*Brief*
Write out exactly the lines from the first line of the records below through the line that contains "For every instance of the red door, put", and stop there.
•••••
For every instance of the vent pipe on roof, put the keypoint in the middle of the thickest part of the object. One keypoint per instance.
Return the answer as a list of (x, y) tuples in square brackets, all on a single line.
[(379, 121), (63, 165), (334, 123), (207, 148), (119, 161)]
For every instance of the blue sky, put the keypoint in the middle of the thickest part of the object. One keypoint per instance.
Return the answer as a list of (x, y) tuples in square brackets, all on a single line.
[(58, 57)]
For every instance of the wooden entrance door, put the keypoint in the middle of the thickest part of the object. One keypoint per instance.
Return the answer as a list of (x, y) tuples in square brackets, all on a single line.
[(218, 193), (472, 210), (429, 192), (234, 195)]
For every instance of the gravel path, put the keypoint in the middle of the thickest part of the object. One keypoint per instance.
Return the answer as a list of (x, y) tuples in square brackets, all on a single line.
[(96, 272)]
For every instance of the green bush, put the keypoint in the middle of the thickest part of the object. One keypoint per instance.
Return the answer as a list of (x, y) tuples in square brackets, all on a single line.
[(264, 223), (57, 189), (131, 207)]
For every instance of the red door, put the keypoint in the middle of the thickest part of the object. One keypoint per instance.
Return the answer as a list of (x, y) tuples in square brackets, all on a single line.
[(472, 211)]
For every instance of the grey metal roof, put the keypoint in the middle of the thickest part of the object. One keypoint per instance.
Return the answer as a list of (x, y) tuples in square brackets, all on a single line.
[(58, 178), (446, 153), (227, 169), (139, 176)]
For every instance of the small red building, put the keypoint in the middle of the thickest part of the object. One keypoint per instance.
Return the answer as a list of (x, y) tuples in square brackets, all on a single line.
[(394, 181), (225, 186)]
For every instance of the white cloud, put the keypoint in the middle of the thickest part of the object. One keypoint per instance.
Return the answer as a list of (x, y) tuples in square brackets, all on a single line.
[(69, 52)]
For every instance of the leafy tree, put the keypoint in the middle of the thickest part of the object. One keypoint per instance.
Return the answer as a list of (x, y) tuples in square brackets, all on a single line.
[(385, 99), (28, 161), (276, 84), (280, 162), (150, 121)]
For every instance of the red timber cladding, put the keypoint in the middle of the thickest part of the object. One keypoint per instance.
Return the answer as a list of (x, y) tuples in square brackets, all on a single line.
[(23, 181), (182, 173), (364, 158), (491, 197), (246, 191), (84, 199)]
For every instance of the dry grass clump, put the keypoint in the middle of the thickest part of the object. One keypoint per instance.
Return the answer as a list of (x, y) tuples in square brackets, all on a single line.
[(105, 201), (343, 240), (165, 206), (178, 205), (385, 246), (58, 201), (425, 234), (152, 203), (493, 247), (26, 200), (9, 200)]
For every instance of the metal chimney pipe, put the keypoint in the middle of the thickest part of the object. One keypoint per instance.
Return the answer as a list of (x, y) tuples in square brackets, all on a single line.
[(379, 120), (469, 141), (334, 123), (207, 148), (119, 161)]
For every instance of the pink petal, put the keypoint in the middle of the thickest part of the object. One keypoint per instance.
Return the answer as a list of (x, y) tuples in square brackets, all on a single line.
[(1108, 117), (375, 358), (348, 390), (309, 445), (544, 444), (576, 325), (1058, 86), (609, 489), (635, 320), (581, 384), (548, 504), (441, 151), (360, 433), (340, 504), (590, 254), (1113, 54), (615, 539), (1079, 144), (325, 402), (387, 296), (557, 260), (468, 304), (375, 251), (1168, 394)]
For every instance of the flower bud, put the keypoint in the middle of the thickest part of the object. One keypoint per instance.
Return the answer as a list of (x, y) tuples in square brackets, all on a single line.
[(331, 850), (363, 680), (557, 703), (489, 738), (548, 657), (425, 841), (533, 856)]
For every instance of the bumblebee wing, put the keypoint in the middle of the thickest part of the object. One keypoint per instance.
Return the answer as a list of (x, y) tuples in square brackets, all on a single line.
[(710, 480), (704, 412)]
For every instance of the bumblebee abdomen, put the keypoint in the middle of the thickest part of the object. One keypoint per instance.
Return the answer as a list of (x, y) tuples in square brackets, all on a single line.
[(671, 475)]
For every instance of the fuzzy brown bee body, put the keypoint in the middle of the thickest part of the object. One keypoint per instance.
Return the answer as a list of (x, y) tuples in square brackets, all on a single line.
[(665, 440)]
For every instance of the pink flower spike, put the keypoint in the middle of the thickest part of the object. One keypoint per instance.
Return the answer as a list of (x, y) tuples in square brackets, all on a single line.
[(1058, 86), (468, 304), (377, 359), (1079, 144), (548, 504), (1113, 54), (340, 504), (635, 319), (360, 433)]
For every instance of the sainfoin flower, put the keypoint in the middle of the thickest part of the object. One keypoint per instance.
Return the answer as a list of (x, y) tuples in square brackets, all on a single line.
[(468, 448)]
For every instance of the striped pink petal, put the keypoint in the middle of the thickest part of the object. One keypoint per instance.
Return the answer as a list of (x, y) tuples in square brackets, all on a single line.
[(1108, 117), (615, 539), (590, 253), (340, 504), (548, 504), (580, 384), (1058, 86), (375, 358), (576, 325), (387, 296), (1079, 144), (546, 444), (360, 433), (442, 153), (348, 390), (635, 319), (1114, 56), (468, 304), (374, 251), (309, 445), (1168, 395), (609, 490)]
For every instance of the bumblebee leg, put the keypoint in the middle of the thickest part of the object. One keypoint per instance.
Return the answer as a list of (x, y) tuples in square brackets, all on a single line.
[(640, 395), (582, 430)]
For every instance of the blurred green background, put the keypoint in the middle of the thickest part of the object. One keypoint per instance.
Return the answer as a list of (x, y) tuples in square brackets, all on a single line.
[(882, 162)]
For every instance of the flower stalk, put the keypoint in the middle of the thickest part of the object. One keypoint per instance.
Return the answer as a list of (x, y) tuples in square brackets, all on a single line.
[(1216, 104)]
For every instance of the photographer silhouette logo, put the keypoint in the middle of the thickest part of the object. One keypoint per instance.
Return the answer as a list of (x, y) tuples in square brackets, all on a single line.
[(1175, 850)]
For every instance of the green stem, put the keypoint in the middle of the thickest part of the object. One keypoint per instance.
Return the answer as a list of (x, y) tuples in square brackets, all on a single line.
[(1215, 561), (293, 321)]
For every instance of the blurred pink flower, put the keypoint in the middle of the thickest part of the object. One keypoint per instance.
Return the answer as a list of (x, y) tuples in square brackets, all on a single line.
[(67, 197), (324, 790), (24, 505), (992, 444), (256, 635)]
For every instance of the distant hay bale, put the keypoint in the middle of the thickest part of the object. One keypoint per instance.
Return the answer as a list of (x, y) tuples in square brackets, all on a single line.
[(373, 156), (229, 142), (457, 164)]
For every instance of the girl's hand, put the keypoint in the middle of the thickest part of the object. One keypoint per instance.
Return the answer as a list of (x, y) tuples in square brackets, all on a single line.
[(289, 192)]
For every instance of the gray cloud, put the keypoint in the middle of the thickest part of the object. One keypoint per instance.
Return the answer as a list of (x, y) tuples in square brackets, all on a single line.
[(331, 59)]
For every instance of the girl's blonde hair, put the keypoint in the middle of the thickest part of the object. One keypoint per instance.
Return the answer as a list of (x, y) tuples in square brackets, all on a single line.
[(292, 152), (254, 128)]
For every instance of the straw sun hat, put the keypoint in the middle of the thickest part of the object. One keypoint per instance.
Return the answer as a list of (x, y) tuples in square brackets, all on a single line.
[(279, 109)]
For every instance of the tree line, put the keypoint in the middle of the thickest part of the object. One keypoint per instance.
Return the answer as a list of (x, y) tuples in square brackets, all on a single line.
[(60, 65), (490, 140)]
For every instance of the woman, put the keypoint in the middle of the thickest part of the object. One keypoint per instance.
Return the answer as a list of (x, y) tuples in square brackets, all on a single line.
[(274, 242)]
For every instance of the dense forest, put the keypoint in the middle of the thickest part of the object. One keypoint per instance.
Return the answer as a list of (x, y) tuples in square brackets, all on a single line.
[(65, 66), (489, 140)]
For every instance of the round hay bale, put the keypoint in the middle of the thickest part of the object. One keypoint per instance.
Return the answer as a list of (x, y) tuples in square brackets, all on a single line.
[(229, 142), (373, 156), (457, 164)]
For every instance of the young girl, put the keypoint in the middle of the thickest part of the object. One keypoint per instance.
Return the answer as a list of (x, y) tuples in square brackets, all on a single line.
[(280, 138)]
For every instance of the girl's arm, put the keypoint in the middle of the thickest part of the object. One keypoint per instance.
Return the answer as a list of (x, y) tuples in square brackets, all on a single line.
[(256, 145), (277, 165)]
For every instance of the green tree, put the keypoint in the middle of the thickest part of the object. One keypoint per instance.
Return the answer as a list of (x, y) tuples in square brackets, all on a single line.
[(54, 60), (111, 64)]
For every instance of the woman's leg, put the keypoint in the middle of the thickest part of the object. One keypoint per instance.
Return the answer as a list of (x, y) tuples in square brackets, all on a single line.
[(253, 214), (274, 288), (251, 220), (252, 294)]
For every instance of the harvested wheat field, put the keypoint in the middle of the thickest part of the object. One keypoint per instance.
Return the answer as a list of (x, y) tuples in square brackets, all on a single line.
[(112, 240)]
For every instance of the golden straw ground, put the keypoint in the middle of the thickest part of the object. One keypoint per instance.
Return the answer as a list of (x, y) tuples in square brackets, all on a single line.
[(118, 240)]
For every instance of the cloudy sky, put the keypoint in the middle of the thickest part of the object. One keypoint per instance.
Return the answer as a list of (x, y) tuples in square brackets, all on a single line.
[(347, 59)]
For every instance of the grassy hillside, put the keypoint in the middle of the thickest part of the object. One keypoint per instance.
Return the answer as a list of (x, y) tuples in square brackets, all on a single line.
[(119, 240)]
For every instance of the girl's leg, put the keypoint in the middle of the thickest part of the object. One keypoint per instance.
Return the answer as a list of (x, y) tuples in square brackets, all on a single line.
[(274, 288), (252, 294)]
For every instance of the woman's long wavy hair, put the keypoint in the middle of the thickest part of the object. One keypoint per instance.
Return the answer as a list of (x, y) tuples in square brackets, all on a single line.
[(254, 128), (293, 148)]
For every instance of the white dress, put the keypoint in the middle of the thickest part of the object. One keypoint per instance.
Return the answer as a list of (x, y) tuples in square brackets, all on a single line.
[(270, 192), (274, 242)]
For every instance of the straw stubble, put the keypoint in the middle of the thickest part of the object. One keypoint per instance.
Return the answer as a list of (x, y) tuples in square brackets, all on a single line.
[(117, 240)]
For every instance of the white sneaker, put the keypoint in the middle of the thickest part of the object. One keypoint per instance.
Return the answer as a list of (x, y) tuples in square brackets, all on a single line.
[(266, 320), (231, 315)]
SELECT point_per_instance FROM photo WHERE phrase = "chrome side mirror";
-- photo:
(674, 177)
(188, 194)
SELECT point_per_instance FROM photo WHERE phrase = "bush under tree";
•••••
*Solution to this problem*
For every instance of the vent pipe on roof, put the keypoint in the middle of the thickest part of the object. One keypoint per instance.
Return the answer as a list of (x, y) tuples in square brackets, all on a single line.
[(379, 121), (63, 165), (334, 123), (207, 148), (119, 161)]
For every instance of the blue sky, put the keypoint in the middle of the thickest part of the object. One keypoint per instance.
Return the answer as a list of (x, y) tuples in square brackets, all on a single line.
[(58, 57)]
For every instance of the wooden entrance door, put the keypoint in the middle of the thickest part of the object. One keypoint per instance.
Return the answer as a list of (x, y) tuples in square brackets, all on a single line.
[(218, 193), (472, 210), (429, 192), (234, 195)]
For every instance of the gravel path, put the keypoint in the middle of the thickest part of the object. One keypoint per instance.
Return the answer as a list of (x, y) tuples in square brackets, all on a single line.
[(96, 272)]
For every instance of the green bush, put the keypoint in the middle of the thickest part of the object. One keypoint per instance.
Return the answer as a list of (x, y) tuples in square brackets, all on a single line.
[(264, 223), (57, 189), (131, 207)]
For every instance of the red door, put the keypoint in the middle of the thickest part of the object. One keypoint per instance.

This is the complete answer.